═════ Text section ═════

From part of his name, al-Khwarizmi, we got "algorism", then "algorithm".
The first great advance on the inherited mathematical tradition was the
introduction of "Arabic" numerals, which actually originated in
India and which simplified calculation of all sorts and made possible the
development of algebra. Islam required and demanded mathematics in examples
such as calculating the direction of Mecca, when the fasting day of Ramadan
would be, the time for prayer, and even who gets what!
The Islamic law of inheritance depended on good knowledge of mathematics,
e.g. when a woman dies her husband receives one-quarter of her estate, and
the rest is divided among the children such that a son receives twice as
much as a daughter. However, if a legacy is left to a stranger, the division
gets more complicated. The law on legacies states that a stranger cannot
receive more than one-third of the estate without the permission of the
natural heirs. If some of the natural heirs endorse such a legacy but others
do not, those who do must between them pay, pro rata, out of their own shares,
the amount by which the stranger's legacy exceeds one-third of the estate.
In any case, the legacy to the stranger has to be paid before the rest is
shared out among the natural heirs. Al-Khwarizmi stated and solved such
a problem: A woman dies leaving a husband, a son and three daughters. She
leaves (1/8 + 1/7) of her estate to a stranger. Calculate the shares. [they
need to divide the estate into 1120 shares before handing out the bequests].
In the centuries following, Al-Khwarizmi and a succession of astrologers,
astronomers, mathematicians will have advanced the scope of algebra including
irrational coefficients and the laws of exponents. Al-Khwarizmi has solved
the quadratic equation by a method today known as completing the square.
The Arabs inherited from the Greeks the tradition that "god ever geometrizes"

═════

* [Your assignment]
Write the next part of the passage on al-Khwarizmi and Islamic mathematics, picking up right after its last sentence. The material that comes after has no connection to the passage on al-Khwarizmi.

═════ Dataset entries ═════

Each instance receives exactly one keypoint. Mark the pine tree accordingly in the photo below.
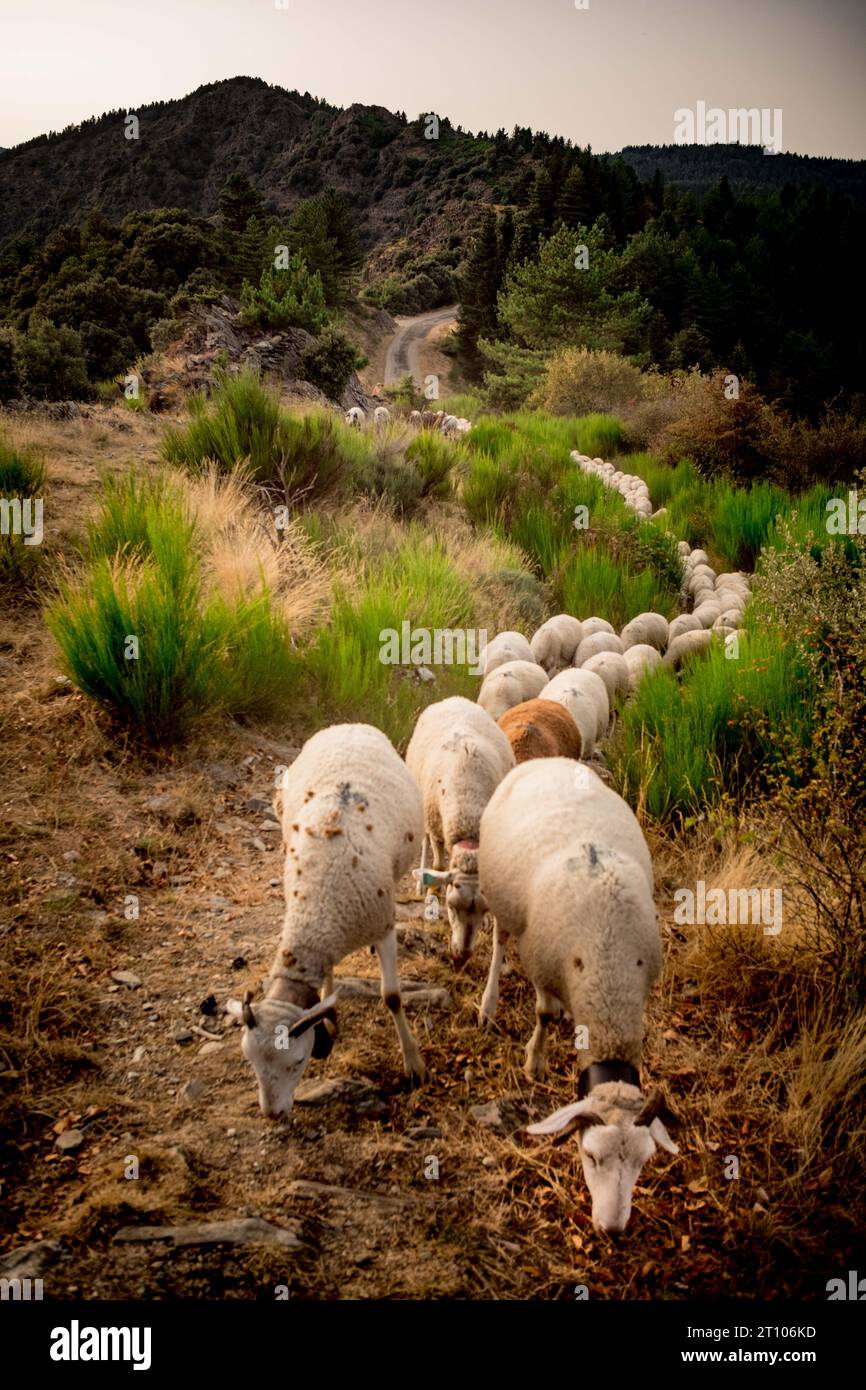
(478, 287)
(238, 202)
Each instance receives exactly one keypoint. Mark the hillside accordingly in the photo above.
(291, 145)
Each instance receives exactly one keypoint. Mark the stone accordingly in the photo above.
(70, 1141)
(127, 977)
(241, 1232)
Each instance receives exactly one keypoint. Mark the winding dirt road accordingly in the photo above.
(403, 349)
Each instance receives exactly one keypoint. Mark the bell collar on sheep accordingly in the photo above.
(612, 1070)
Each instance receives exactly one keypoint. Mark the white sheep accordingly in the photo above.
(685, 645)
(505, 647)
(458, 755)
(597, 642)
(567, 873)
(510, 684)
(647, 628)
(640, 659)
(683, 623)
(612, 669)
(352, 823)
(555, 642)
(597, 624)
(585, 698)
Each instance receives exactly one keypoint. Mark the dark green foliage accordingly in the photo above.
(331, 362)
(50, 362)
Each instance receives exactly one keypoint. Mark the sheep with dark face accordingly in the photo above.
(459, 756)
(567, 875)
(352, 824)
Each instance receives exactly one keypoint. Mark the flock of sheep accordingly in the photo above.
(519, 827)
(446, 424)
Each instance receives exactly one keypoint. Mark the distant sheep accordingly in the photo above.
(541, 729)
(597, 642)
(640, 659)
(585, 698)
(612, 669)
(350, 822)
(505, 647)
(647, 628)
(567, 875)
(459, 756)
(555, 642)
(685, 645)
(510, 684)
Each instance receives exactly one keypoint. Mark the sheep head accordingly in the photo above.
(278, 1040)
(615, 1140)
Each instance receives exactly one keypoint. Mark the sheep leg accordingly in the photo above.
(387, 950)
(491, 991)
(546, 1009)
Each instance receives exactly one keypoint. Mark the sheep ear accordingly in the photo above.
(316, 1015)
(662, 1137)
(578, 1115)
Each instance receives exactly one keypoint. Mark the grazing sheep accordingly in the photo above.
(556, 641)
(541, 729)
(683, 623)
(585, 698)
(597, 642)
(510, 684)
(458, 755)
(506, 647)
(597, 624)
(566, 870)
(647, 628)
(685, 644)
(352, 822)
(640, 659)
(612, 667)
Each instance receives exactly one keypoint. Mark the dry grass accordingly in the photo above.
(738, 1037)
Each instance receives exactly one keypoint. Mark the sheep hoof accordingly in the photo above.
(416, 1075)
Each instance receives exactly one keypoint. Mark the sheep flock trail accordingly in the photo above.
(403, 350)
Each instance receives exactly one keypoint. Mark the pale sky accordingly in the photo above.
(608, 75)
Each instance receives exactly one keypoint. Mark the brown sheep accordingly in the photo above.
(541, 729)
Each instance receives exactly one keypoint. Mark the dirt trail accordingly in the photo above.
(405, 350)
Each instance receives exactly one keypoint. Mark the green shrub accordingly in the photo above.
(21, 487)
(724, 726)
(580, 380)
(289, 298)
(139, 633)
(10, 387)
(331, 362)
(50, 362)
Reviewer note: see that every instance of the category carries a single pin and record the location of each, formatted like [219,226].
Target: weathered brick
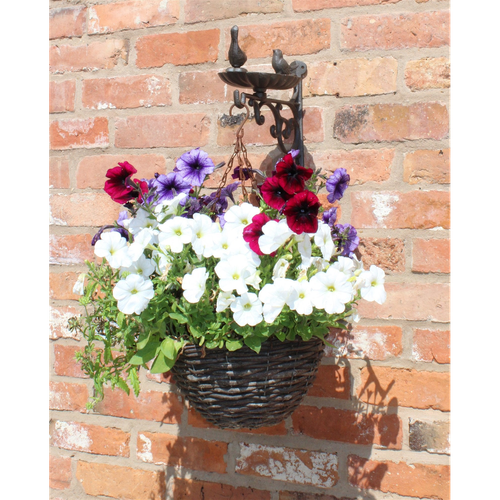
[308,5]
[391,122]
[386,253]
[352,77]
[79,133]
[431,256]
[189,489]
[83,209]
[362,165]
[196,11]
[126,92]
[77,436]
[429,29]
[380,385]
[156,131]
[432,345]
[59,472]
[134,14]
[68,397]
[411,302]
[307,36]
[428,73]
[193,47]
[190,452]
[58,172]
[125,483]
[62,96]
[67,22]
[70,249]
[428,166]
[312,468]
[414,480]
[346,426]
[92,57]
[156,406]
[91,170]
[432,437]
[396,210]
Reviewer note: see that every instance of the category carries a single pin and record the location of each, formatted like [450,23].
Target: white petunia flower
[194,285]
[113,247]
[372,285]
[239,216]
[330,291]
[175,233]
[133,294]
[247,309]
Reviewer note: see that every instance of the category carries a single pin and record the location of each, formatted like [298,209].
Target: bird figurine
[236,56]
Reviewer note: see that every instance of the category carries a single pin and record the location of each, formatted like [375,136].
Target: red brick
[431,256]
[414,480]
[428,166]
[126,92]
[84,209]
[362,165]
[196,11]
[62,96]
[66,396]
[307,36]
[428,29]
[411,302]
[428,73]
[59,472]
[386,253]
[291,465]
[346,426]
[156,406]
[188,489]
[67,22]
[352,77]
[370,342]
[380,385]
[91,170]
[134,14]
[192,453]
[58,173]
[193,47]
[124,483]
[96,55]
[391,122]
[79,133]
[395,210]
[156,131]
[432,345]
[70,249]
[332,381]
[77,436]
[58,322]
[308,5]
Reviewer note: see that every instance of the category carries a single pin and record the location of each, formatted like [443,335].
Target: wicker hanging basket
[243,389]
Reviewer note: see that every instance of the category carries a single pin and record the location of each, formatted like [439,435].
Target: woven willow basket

═════

* [Written reply]
(the legend is that a sign outside of Plato's Academy read, "let no
one ignorant of geometry enter here"), Muhammad ibn Musa al-Khwarazmi
seems to have been the first to explore their use systematically, and wrote
the famous Kitab al-Jabr wa-l-Muqabalah, the first book on algebra,
a name derived from the second word in his title. One of the basic meanings
of jabr in Arabic is "bonesetting," and Al-Khwarazmi used it as
a graphic description of one of the two operations he uses for the solution
of quadratic equations. It was Al-Khwarizmi who provided a number of rules
for pi, for his readers to choose from, but advises ..."an approximation,
not the exact truth itself: nobody can ascertain the exact truth of this
and find the real circumference, except the Omniscient: for the line is
not straight so that its exact length might be found. The best method here
given is that you multiply the diameter by three and one-seventh [the one
we use today]; for it is the easiest and quickest. Allah knows best!"
Al- Khwarizmi algebraic notation was rhetorical-prose (as was the mathematical
notation of the Babylonians, Egyptians, Greeks, and Indians).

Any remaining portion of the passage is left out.